Excerpts from a pointing dataset:
----------

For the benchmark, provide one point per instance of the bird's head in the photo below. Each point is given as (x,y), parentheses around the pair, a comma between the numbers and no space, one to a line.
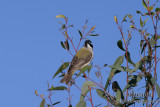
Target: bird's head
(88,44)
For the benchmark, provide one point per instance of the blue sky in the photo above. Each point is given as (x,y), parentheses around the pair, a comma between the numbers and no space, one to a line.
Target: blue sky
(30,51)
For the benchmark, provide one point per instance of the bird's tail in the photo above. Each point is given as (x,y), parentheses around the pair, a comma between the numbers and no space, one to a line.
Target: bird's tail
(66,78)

----------

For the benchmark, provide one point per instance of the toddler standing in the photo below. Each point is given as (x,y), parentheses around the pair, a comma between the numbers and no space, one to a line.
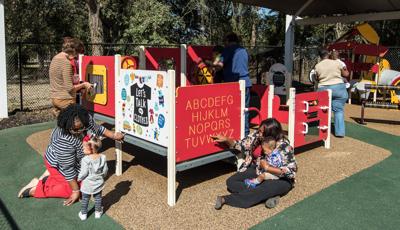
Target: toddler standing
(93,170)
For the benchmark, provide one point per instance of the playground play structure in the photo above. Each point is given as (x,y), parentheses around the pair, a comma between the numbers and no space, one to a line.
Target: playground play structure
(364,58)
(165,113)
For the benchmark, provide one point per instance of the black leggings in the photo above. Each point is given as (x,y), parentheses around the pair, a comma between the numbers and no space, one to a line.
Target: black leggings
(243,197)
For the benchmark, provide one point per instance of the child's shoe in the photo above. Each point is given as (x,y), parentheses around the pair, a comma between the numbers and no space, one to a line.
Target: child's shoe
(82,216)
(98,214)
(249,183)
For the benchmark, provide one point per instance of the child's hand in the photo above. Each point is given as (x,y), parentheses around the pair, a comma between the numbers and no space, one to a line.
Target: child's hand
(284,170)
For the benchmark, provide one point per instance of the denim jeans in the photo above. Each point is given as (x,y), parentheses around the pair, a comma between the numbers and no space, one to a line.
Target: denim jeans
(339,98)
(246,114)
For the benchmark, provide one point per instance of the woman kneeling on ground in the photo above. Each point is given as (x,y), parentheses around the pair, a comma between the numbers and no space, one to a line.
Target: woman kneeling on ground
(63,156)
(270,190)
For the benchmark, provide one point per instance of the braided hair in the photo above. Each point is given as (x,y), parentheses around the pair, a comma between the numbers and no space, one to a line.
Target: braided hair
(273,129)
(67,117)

----------

**Exercise directions**:
List every line of the listing above that contains the word "play". Matching is case-sensitive.

**Expected output**:
For the benchmark, provide one point per instance of the playground play structure in the photo above. Each point is given as (x,y), parentheses around the pair, a comma between the numbers and no space, one to a line.
Target: playground play structure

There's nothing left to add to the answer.